START EXCERPT

SemNet
SemNet is a semantic network of concepts generated by parsing natural language. The goal is to simulate a human intelligence model by interpretting text and forming logical connections between ideas.
Setup
The experiment requires the
Stanford CoreNLP library jar
and the model jar. A configuration file config.cfg
needs to be created in the
project's root of the following format:
[stanford]
jar-path: path/to/stanford-corenlp.jar
model-path: path/to/stanford-english-model.jar
[graphs]
output-dir: path/of/output/graph/dir
With the respective paths replaced with the locations of the downloaded jars and desired output directories.
Explanation
Currently, the mapper operates by using Stanford's corenlp library to graph the dependencies within each sentence (identify subject, direct object, adjectival modifiers, etc.), then using the structures within the graph, extract and/or infer logical rules based on the text. Given a set of sentences about one topic, a reasonable logical model can be generated for that topic.
Concepts follow a hierarchy of specificity. Some concepts are more specific than
others, and the relationship between abstract and more concrete concepts is
captured. For example, Concept <plant> [tall]
is a child concept of
Concept <plant>
because they both refer to plants, except that the first one
only refers to tall plants, which is a subset of all plants.
Example
parse("trees are tall plants")
=> Concept <tree>
be:
Concept <plant> [tall]
parse("plants have green leaves")
=> Concept <tree>
be:
Concept <plant> [tall]
have:
Concept <leav> [green]
Concept <plant>
have:
Concept <leav> [green]
Concept <leav>
Concept <green>

END EXCERPT

QUESTIONS ON THE MATERIAL ->
a - Answer these about the SemNet text:
(i) What must the configuration file be named?
(ii) Which library does the mapper use to graph the dependencies within each sentence?
(iii) Which concept is given as a child concept of Concept <plant>?
b - Write out the SemNet text between "Explanation" and "for that topic.", inclusive, swapping "mapper" for "analyzer".
c - Please explain, using the SemNet text, why Concept <plant> [tall] counts as a child concept of Concept <plant>.

START GIVEN INFORMATION

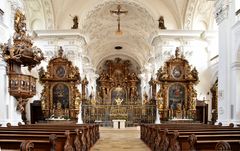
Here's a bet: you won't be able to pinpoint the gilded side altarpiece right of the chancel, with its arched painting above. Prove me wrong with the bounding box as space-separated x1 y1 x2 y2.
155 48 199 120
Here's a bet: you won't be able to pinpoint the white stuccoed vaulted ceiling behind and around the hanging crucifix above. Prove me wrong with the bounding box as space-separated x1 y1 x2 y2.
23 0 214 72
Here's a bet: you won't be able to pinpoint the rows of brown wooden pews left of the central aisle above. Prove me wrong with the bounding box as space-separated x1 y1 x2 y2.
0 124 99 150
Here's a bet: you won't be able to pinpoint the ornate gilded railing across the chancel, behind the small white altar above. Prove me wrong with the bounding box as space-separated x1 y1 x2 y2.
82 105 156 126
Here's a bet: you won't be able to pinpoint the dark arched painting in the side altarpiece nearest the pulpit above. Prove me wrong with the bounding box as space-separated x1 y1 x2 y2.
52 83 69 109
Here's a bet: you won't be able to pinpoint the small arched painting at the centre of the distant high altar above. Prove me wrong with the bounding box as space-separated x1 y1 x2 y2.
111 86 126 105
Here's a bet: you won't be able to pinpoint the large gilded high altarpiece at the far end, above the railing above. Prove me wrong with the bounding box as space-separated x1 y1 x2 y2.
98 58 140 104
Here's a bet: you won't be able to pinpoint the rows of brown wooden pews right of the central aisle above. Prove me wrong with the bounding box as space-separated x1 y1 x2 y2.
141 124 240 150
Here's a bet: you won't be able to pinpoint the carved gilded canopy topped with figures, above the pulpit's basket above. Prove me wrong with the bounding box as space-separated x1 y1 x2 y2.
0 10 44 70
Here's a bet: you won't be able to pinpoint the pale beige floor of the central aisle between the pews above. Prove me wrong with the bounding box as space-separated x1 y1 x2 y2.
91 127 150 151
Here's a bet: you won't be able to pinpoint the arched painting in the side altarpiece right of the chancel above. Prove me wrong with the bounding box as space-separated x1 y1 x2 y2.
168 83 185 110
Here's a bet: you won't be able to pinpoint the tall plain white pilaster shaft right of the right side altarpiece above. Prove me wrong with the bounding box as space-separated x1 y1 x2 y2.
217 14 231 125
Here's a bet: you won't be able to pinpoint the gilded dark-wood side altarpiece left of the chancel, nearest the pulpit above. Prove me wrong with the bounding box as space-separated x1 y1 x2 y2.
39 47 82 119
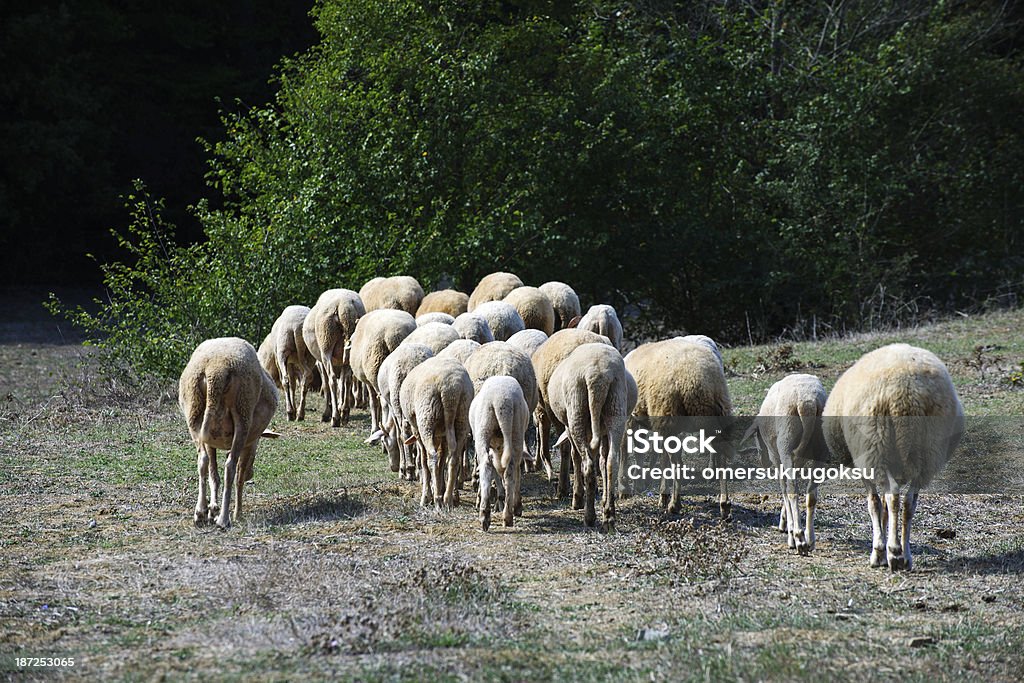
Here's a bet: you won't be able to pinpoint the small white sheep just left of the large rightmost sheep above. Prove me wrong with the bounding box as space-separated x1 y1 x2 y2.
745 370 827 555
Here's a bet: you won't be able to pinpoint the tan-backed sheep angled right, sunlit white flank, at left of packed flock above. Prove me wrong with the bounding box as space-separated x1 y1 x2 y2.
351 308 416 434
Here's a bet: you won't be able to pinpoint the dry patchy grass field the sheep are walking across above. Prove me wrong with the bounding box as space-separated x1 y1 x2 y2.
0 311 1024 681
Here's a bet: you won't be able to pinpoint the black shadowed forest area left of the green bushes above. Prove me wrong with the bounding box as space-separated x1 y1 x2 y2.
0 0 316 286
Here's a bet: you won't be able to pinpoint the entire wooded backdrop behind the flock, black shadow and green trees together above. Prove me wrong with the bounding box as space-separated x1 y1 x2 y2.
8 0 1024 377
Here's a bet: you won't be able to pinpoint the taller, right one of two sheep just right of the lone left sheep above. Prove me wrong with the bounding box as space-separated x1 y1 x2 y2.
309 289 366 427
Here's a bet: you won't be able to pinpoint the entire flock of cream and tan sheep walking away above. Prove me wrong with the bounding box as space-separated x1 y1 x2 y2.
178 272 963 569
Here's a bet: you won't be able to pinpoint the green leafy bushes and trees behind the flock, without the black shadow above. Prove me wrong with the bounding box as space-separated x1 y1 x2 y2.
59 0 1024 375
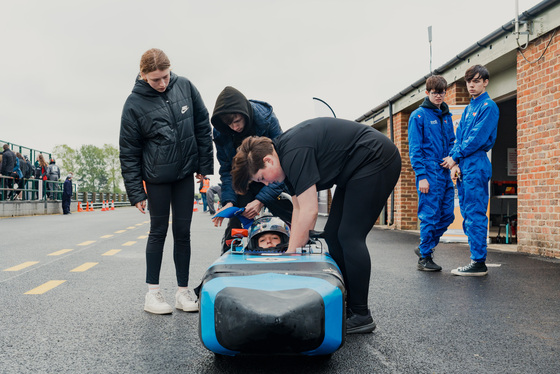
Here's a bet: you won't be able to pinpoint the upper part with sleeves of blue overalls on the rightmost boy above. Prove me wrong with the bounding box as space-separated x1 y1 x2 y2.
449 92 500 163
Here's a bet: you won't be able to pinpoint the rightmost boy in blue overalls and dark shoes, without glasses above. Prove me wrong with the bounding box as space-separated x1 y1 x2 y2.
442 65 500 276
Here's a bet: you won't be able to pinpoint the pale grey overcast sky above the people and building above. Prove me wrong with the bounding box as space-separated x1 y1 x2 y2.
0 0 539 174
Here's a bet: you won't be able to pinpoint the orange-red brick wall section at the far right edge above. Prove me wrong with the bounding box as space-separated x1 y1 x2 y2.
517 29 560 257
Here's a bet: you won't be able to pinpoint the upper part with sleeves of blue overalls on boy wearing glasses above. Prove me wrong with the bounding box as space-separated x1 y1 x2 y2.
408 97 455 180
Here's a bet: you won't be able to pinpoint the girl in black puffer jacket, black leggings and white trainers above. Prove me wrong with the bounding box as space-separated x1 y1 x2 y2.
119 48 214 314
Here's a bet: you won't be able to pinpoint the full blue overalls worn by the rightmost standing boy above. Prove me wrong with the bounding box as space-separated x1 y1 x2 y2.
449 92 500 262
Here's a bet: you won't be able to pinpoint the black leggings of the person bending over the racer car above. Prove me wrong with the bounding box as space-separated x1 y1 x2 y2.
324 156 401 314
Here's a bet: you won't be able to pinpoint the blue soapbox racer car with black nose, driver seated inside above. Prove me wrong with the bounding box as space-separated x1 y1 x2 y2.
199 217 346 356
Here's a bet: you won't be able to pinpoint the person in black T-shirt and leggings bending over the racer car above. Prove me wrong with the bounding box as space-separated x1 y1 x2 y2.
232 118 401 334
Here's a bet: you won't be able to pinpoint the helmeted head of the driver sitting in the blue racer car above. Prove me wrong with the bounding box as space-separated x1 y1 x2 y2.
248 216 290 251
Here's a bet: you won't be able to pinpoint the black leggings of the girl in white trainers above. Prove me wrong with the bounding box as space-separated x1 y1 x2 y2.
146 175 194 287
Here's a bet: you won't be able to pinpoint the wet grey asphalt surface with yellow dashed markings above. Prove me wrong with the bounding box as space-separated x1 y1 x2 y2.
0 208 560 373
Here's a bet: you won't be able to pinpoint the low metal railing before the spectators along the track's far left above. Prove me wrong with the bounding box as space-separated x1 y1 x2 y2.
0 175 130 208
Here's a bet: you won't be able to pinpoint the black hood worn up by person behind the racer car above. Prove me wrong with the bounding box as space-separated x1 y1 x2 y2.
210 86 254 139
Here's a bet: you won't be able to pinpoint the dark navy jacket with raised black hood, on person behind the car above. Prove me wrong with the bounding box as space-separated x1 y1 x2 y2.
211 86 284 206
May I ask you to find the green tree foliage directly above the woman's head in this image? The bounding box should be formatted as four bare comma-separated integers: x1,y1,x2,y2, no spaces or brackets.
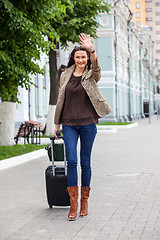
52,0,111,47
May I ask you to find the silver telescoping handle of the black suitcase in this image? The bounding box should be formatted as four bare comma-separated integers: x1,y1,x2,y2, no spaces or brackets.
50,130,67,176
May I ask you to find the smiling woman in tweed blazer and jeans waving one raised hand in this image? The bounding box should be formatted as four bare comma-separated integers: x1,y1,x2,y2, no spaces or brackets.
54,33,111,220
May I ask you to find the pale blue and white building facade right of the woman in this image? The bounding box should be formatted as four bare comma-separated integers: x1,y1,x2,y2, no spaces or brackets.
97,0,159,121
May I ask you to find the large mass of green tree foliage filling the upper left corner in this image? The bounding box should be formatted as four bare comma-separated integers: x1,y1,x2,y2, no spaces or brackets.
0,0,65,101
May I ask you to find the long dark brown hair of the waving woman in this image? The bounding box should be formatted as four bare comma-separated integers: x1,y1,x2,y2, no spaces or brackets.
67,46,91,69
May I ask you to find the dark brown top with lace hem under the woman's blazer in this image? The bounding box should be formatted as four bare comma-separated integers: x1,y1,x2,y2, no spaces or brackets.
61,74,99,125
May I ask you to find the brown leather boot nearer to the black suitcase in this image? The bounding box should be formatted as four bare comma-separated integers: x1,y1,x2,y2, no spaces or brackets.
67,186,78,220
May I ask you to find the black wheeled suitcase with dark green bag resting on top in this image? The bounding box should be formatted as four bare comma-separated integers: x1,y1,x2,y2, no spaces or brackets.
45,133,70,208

END GIVEN INFORMATION

ANSWERS BELOW ->
a -
(i) config.cfg
(ii) Stanford's CoreNLP library
(iii) Concept <plant> [tall]

b -
Explanation
Currently, the analyzer operates by using Stanford's corenlp library to graph the dependencies within each sentence (identify subject, direct object, adjectival modifiers, etc.), then using the structures within the graph, extract and/or infer logical rules based on the text. Given a set of sentences about one topic, a reasonable logical model can be generated for that topic.

c - Both concepts refer to plants, but Concept <plant> [tall] refers only to tall plants. Tall plants are a subset of all plants, so it is the more specific, child concept.